- **Exercise instructions**
Restate word for word the entries below, starting with the line with "Target: gold rank insignia" and continuing through the line with "Target: name tag patch". Include both of those lines and no others.

BEGIN Data for processing

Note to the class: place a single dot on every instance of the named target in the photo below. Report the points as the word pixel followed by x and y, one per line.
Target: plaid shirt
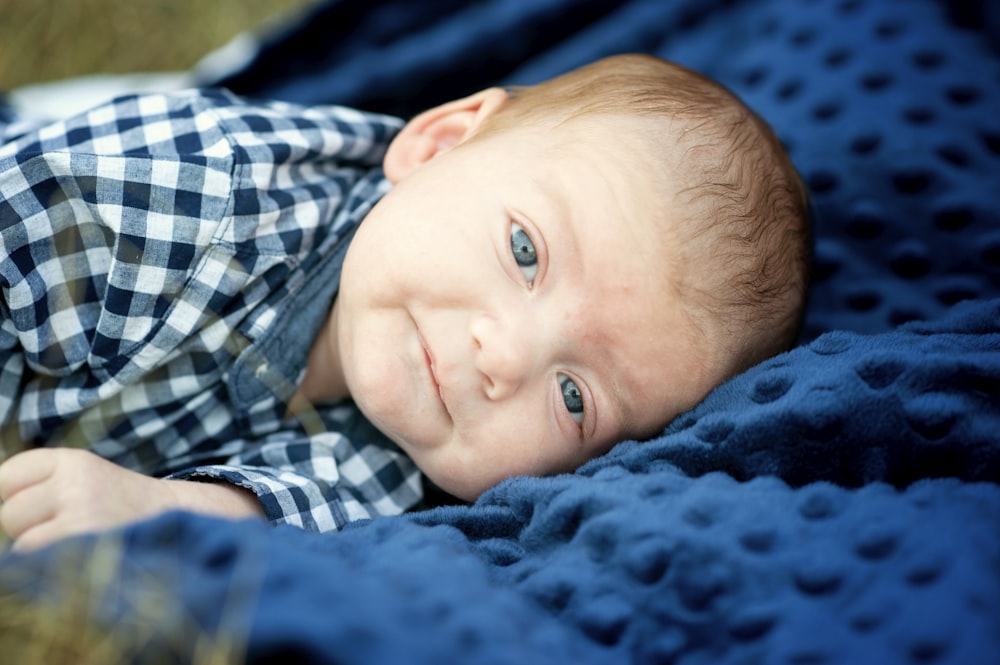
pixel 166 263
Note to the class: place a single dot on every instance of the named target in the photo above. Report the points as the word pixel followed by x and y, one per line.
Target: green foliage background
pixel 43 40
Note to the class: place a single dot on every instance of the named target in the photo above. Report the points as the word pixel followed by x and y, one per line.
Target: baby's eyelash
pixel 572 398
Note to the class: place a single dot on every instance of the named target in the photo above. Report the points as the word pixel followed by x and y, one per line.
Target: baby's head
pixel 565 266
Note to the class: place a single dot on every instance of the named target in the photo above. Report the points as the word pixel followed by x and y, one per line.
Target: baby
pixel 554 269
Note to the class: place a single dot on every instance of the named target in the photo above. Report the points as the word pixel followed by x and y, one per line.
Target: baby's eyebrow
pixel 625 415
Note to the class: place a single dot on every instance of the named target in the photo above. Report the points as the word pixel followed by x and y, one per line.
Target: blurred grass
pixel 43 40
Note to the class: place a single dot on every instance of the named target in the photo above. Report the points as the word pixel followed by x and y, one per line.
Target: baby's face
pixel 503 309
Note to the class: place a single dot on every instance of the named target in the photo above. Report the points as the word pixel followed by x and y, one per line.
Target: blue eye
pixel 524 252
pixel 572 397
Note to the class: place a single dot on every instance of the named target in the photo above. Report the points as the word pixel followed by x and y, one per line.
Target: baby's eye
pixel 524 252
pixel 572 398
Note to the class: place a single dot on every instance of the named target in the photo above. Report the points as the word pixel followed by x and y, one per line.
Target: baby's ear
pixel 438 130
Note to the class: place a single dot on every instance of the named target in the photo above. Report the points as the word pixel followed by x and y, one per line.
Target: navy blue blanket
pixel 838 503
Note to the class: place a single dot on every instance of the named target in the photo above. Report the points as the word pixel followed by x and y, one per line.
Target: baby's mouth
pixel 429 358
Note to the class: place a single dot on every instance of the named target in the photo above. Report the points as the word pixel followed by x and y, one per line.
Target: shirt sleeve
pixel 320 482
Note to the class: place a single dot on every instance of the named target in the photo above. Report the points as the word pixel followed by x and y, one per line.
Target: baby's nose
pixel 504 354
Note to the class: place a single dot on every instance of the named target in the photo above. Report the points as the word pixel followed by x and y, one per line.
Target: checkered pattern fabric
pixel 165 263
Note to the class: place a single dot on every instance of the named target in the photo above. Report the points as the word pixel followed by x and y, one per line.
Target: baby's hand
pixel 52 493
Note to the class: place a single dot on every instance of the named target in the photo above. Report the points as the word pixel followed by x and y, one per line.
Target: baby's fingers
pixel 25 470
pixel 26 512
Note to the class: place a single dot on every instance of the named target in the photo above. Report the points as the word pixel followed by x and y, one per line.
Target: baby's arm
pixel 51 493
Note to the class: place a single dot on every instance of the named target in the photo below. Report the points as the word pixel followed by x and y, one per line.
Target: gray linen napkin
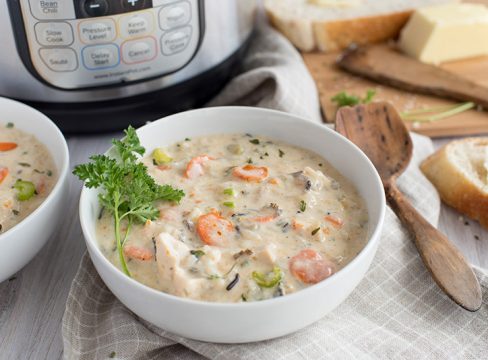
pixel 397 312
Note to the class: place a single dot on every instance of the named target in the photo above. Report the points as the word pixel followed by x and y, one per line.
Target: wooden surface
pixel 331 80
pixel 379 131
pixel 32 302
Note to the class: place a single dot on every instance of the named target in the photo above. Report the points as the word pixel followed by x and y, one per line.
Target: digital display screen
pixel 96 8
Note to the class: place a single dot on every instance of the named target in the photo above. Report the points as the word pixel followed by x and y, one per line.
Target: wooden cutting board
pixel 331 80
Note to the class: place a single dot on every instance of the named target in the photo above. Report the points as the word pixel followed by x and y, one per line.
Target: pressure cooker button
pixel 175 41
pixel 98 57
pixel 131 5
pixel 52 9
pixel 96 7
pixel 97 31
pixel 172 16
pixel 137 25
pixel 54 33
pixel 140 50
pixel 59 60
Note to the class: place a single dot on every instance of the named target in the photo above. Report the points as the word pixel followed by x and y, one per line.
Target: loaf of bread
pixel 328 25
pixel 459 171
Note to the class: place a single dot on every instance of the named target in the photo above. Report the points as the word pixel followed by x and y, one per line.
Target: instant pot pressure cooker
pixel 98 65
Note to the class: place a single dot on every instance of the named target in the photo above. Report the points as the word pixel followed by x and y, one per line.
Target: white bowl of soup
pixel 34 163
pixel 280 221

END Data for processing
BEGIN Data for processing

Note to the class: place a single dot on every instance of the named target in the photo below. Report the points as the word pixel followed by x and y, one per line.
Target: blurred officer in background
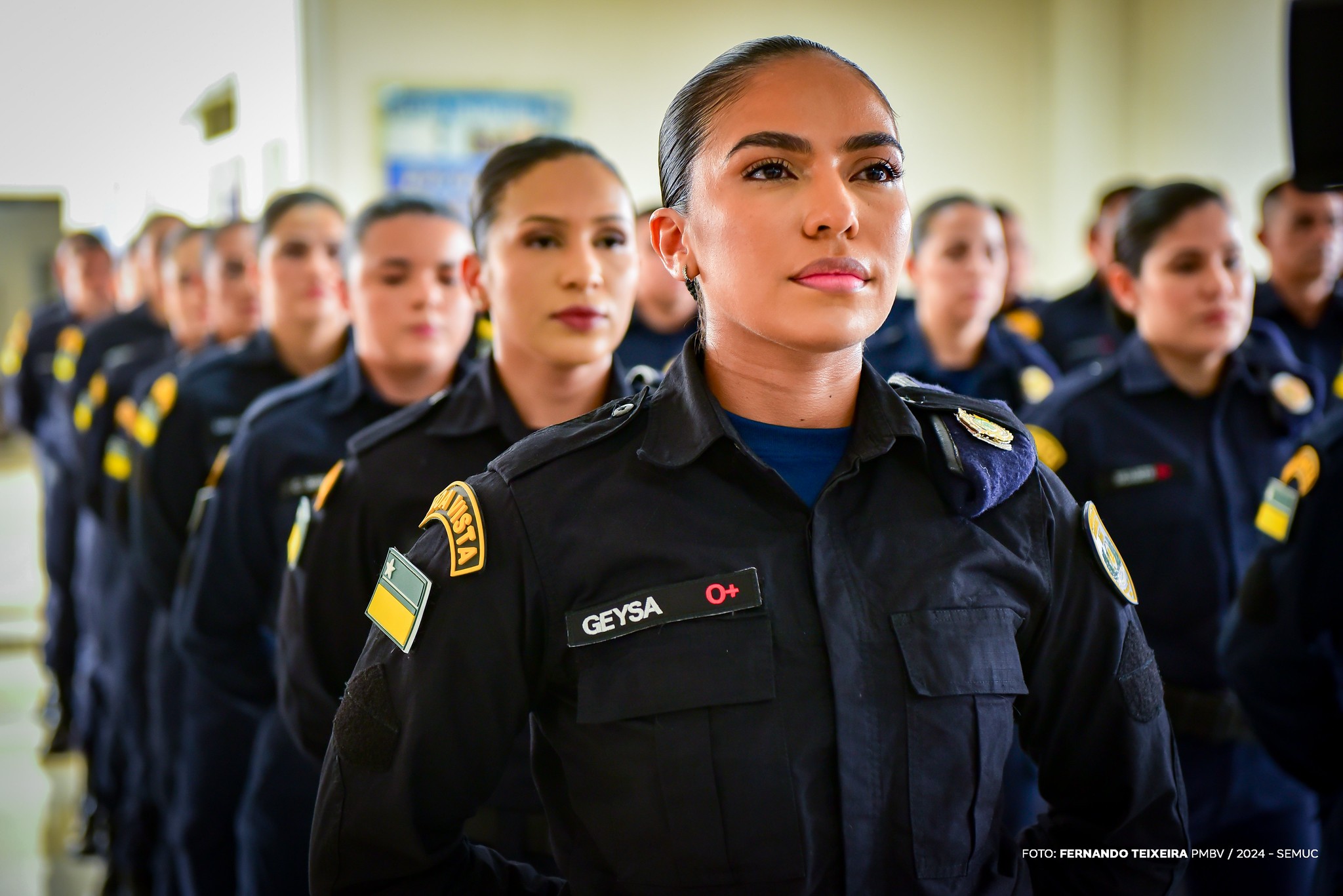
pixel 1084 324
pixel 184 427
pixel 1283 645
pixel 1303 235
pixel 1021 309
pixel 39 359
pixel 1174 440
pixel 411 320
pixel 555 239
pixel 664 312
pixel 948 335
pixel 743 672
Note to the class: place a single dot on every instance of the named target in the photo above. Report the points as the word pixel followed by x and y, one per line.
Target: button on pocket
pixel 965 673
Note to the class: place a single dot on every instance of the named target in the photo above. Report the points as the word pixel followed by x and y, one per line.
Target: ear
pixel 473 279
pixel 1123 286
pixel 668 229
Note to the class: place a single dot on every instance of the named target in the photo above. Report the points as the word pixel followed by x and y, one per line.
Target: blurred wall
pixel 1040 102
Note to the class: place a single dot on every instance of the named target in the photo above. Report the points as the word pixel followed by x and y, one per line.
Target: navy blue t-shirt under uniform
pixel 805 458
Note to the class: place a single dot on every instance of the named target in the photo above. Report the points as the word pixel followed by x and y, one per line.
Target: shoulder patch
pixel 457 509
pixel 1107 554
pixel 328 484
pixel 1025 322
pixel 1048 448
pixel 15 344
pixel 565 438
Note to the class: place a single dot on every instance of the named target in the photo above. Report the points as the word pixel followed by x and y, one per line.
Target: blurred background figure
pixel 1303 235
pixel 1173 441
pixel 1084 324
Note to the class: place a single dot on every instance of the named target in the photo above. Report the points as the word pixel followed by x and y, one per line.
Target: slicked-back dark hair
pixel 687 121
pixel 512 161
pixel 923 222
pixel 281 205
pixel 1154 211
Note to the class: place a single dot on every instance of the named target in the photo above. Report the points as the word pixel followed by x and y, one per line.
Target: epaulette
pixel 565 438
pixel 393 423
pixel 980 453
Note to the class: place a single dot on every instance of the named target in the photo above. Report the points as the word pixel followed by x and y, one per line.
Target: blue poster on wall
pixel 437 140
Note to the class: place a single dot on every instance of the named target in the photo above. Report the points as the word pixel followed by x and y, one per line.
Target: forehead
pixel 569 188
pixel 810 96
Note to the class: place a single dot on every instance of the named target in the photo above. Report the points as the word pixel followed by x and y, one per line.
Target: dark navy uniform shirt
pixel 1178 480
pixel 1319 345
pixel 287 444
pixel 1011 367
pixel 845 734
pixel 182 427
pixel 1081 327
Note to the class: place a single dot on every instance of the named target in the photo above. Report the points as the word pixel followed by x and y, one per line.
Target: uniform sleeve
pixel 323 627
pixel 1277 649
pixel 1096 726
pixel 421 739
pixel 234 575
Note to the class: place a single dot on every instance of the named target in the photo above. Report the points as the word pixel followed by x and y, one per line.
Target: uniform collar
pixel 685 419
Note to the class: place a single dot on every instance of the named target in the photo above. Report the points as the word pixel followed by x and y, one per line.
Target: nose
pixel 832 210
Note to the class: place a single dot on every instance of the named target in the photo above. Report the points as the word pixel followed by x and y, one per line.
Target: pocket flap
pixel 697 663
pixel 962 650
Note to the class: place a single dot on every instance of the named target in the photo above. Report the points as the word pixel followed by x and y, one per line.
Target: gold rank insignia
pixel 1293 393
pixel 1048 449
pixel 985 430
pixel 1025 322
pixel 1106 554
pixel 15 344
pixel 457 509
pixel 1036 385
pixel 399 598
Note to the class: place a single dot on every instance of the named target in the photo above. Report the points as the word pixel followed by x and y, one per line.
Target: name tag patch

END Data for processing

- **Your solution**
Target: gold rank insignia
pixel 1293 393
pixel 1048 449
pixel 985 430
pixel 1025 322
pixel 1106 554
pixel 15 344
pixel 457 509
pixel 1036 385
pixel 399 598
Note to the class: place a single dot on every instance of the named target in the photo above. Report the points as the word pixel followed by x and y, one per line.
Target: name tag patch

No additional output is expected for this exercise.